__Selected excerpt__.
++++++++++

Churches
A Bible study reflecting on 1 Corinthians 12-13 by Tearfund’s Head of Communication
and Education Greg Hewson.
"Love is patient, love is kind. It does not envy, it does not boast, it is not proud...."
1 Corinthians 13: 4-7 – Many of us know this passage as “the wedding passage” as it seems just about every wedding we attend has it as a reading. And it’s easy to see why, given the focus on love, patience, kindness and endurance. Yet on closer inspection, Paul here is continuing his discussion from 1 Corinthians 12 on spiritual gifts, and names the greatest gift of all...
Love is patient, love is kind. It does not envy, it does not boast, it is not proud. It does not dishonour others, it is not self-seeking, it is not easily angered, it keeps no record of wrongs. Love does not delight in evil but rejoices with the truth. It always protects, always trusts, always hopes, always perseveres. 1 Corinthians 13: 4-7 NIV
To really understand what Paul is trying to say in 1 Corinthians 13 about love, we need to understand it in the context of 1 Corinthians 12 and his teaching on spiritual gifts and the nature of the church as the body.
Through 1 Corinthians 12. What words, ideas is Paul trying to emphasise?
When you think about “gifts” or attributes that are celebrated and held in high regard in your workplace, family or simply in society at large, what comes to mind?
Any words or aspects of this passage that stand out to you or that you haven’t noticed before.
Below are some that stand out for me.
v1-3 If I... X 5
v1-3 But do not have love x 3
v2-3 nothing x 2
v6 - truth
v13 the greatest of these is love
v1-13 love x 8
Above my desk I have a small card, given to me by a friend, simply titled Faith to move mountains. It has a picture of a mountain sitting underneath the words. Over the years, I’ve often looked up from my work and reflected on these words, finding it at once encouraging, whilst at the same time deeply humbling and challenging.

++++++++++

(Referring expression pointing data)
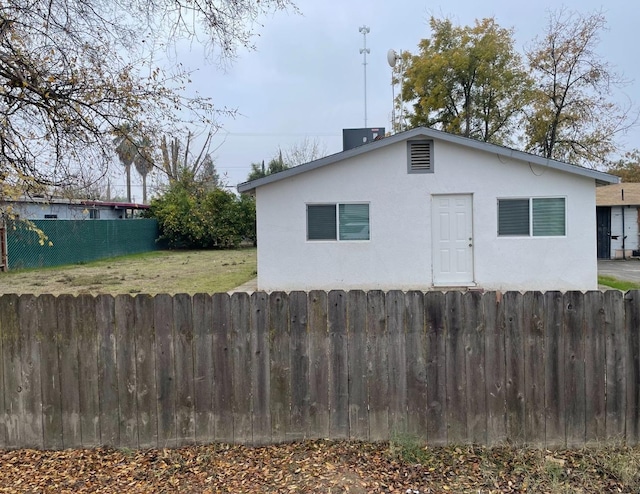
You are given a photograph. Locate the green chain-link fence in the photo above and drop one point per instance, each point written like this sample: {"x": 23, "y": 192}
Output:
{"x": 77, "y": 241}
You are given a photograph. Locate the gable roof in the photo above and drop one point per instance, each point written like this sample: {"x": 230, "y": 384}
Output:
{"x": 600, "y": 177}
{"x": 625, "y": 194}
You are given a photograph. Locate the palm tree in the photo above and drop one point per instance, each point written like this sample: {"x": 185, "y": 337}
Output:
{"x": 126, "y": 150}
{"x": 143, "y": 163}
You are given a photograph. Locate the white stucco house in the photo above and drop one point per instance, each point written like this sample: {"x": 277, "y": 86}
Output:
{"x": 424, "y": 209}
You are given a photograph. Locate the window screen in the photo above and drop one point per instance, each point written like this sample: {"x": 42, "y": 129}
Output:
{"x": 354, "y": 221}
{"x": 548, "y": 217}
{"x": 513, "y": 217}
{"x": 321, "y": 222}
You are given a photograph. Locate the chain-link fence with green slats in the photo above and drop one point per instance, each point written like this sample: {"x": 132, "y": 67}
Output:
{"x": 76, "y": 241}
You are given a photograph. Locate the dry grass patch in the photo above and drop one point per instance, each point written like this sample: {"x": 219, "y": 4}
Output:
{"x": 170, "y": 272}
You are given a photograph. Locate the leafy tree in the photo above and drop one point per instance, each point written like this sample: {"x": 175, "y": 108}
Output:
{"x": 628, "y": 167}
{"x": 72, "y": 72}
{"x": 573, "y": 117}
{"x": 191, "y": 215}
{"x": 467, "y": 80}
{"x": 303, "y": 152}
{"x": 143, "y": 161}
{"x": 209, "y": 176}
{"x": 177, "y": 157}
{"x": 276, "y": 165}
{"x": 126, "y": 150}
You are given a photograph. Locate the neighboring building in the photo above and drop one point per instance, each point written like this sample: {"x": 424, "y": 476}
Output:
{"x": 41, "y": 208}
{"x": 618, "y": 214}
{"x": 424, "y": 209}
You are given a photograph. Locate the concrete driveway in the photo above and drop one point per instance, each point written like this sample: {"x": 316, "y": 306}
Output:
{"x": 628, "y": 270}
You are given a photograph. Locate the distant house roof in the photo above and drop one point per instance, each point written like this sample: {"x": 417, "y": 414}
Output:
{"x": 76, "y": 202}
{"x": 625, "y": 194}
{"x": 600, "y": 177}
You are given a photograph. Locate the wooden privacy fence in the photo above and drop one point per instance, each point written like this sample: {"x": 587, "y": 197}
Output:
{"x": 545, "y": 369}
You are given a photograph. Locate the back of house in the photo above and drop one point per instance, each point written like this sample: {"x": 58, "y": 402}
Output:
{"x": 423, "y": 210}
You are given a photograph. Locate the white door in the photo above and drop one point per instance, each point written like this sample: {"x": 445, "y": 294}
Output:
{"x": 452, "y": 233}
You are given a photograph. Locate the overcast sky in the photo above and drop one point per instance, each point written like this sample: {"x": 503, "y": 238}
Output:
{"x": 306, "y": 76}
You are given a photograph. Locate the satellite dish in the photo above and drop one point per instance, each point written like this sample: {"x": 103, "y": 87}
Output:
{"x": 392, "y": 57}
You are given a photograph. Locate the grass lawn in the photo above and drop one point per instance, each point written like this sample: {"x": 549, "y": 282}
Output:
{"x": 612, "y": 282}
{"x": 193, "y": 271}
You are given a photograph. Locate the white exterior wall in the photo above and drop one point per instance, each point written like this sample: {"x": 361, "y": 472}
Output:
{"x": 630, "y": 228}
{"x": 398, "y": 256}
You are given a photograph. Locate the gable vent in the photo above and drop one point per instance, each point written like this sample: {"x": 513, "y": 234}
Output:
{"x": 420, "y": 156}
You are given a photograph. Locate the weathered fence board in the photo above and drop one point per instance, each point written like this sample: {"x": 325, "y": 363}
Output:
{"x": 183, "y": 360}
{"x": 203, "y": 368}
{"x": 615, "y": 353}
{"x": 126, "y": 364}
{"x": 514, "y": 354}
{"x": 260, "y": 368}
{"x": 358, "y": 377}
{"x": 416, "y": 362}
{"x": 107, "y": 374}
{"x": 455, "y": 369}
{"x": 377, "y": 365}
{"x": 495, "y": 367}
{"x": 241, "y": 362}
{"x": 544, "y": 369}
{"x": 146, "y": 396}
{"x": 574, "y": 368}
{"x": 595, "y": 369}
{"x": 50, "y": 378}
{"x": 31, "y": 421}
{"x": 280, "y": 391}
{"x": 534, "y": 358}
{"x": 12, "y": 369}
{"x": 632, "y": 311}
{"x": 435, "y": 310}
{"x": 338, "y": 369}
{"x": 299, "y": 375}
{"x": 318, "y": 365}
{"x": 474, "y": 346}
{"x": 397, "y": 363}
{"x": 165, "y": 373}
{"x": 222, "y": 376}
{"x": 555, "y": 408}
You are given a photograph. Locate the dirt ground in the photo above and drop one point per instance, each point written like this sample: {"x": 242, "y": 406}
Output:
{"x": 154, "y": 272}
{"x": 323, "y": 467}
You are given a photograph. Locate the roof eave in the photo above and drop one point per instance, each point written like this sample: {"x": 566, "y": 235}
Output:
{"x": 601, "y": 178}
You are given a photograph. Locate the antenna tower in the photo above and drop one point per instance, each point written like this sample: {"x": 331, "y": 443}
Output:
{"x": 365, "y": 51}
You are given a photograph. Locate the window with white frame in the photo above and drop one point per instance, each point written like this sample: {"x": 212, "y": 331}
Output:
{"x": 537, "y": 217}
{"x": 338, "y": 221}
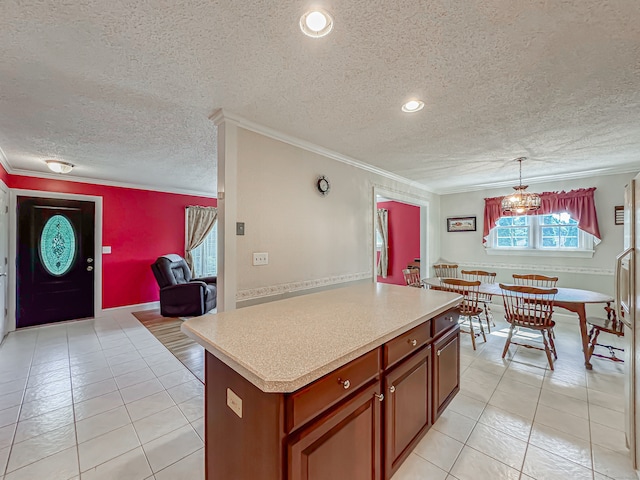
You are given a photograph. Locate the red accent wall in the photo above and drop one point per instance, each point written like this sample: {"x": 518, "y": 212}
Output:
{"x": 139, "y": 225}
{"x": 404, "y": 239}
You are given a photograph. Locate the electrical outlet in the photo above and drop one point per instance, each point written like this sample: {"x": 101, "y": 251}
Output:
{"x": 260, "y": 258}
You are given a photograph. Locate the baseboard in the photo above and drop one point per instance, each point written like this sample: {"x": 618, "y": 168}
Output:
{"x": 133, "y": 308}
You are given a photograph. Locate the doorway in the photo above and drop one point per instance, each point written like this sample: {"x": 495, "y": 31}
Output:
{"x": 409, "y": 245}
{"x": 55, "y": 260}
{"x": 4, "y": 256}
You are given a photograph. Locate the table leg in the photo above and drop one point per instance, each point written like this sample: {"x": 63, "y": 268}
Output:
{"x": 579, "y": 308}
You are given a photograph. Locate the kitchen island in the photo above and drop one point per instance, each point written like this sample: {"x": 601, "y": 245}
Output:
{"x": 337, "y": 384}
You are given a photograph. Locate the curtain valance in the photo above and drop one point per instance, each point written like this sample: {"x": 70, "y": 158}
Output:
{"x": 580, "y": 204}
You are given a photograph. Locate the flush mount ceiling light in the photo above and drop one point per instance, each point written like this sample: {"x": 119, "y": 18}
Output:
{"x": 412, "y": 106}
{"x": 59, "y": 166}
{"x": 316, "y": 23}
{"x": 521, "y": 201}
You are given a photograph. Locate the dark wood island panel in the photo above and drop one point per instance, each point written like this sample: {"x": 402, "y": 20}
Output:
{"x": 360, "y": 421}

++++++++++

__Your task__. In the Bible study on 1 Corinthians 12-13 at the top of the page, what title appears on the small card above the writer's desk?

__The completed task__. Faith to move mountains